- _BRIEF_: Every entry, from first to last, is to be retyped without any alteration.

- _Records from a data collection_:
▬▬▬▬▬▬▬▬▬▬
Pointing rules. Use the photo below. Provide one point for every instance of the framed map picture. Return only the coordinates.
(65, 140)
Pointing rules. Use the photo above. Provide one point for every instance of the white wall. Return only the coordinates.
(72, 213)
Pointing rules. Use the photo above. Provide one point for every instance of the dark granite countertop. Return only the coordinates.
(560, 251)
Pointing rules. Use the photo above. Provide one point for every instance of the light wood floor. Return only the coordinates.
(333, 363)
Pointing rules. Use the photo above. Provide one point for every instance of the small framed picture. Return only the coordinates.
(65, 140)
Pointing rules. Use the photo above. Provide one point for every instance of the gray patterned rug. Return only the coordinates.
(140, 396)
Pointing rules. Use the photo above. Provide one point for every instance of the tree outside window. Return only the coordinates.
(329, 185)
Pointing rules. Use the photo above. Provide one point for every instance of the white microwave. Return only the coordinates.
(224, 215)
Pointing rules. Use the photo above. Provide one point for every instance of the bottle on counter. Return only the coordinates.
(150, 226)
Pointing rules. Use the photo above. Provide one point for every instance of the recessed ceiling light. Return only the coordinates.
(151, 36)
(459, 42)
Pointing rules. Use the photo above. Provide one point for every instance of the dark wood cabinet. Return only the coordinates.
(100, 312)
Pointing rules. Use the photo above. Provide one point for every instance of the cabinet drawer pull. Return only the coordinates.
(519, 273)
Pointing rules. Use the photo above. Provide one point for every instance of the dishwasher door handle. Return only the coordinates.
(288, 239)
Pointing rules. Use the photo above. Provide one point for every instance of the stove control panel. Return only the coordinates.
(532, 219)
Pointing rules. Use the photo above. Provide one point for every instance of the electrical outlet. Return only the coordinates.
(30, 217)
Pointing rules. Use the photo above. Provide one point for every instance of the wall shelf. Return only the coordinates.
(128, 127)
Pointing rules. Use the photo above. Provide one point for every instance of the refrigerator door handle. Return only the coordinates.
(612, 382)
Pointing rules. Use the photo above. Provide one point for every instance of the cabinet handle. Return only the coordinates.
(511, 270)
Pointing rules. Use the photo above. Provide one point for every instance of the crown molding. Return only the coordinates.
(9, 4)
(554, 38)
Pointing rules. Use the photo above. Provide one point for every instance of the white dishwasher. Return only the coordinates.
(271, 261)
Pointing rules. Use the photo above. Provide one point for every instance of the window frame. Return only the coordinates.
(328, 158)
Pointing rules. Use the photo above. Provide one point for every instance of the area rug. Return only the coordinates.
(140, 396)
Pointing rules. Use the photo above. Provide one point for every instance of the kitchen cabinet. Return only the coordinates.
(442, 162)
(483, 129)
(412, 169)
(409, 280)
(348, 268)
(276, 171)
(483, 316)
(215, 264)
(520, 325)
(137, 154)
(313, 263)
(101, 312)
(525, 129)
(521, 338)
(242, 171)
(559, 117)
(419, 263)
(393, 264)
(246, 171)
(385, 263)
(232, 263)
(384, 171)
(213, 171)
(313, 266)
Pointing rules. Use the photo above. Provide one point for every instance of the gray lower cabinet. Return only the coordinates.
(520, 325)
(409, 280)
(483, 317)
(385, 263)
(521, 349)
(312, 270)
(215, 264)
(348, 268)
▬▬▬▬▬▬▬▬▬▬
- _THE COMPLETED TASK_:
Pointing rules. Use the photo below. Provide one point for every instance of the framed map picture. Return only the coordinates.
(65, 140)
Pointing rules. Use the photo above. Provide one point for every instance of the white wall. Return only the coordinates.
(72, 213)
Pointing rules. Use the photo above. Provide one point for every instance of the dark granite countertop. Return only the coordinates.
(560, 251)
Pointing rules. Use the photo above. Provide one point for every instance of the light wood floor. Return only the coordinates.
(333, 363)
Pointing rules. Use the photo above. Provide one point for every instance of the small framed picture. Return only the coordinates.
(65, 140)
Pointing rules. Use the photo above. Provide one point for every instance of the gray patterned rug. Return only the coordinates.
(140, 396)
Pointing rules. Use the photo above. Provide one point for every instance of the tree outside window. Return only the coordinates.
(329, 185)
Pointing rules. Use the photo above. Provide one point for every instance of the white microwave. Return only the coordinates.
(224, 215)
Pointing rules. Use the photo above. Provide one point for every instance of the bottle on counter. Return only the coordinates.
(150, 226)
Pointing rules. Use the photo above. Provide one point for every instance of the recessed ceiling light. Return only the coordinates.
(151, 36)
(459, 42)
Pointing rules. Use the photo above. Provide one point for every instance of the dark wood cabinet. Return only the coordinates.
(100, 312)
Pointing rules. Use the photo above. Provide one point for every instance of the cabinet drawer pull. Return only the coordinates.
(519, 273)
Pointing rules. Use the photo above. Provide one point for every instance of the dishwasher door handle. Return only the coordinates.
(288, 239)
Pointing rules. Use the photo above. Provide one point for every instance of the stove control panel. Return only the coordinates.
(532, 219)
Pointing rules. Use the photo above. Provide one point for every instance of the electrical outlet. Return only the coordinates.
(30, 217)
Pointing rules. Use the photo above. Provide one point for every instance of the wall shelf. Return only the coordinates.
(128, 127)
Pointing rules. Use the photo above. Provide one point for every instance of the refrigerator door handle. Return only the coordinates.
(612, 382)
Pointing rules. Use the photo above. Provide one point for every instance of the cabinet handle. Return only the coordinates.
(511, 270)
Pointing rules. Use the photo above. Provide one point for every instance of the crown molding. Return only the coordinates.
(9, 4)
(554, 38)
Pointing rules. Use the photo above. Provide one point for every instance of the white dishwasher. Return only the coordinates.
(271, 261)
Pointing rules. Use the photo above. Provide one point for every instance of the window frame. Return only the coordinates.
(328, 158)
Pointing rules. Use the photo above. Provide one point for every instance of the area rug. Return only the coordinates.
(140, 396)
Pointing rules. Use the photo above. Provide one point for every instance of the kitchen cabinet. Return only the coordinates.
(442, 162)
(483, 129)
(412, 169)
(409, 280)
(348, 268)
(276, 171)
(483, 316)
(215, 264)
(520, 325)
(137, 154)
(313, 263)
(101, 312)
(525, 129)
(521, 338)
(242, 171)
(559, 117)
(419, 263)
(393, 264)
(246, 171)
(385, 263)
(232, 263)
(384, 171)
(213, 171)
(313, 266)
Pointing rules. Use the photo above. Provide one point for every instance of the gray lower cabinet. Return only the coordinates.
(520, 325)
(409, 280)
(483, 317)
(385, 263)
(521, 349)
(312, 270)
(215, 264)
(348, 268)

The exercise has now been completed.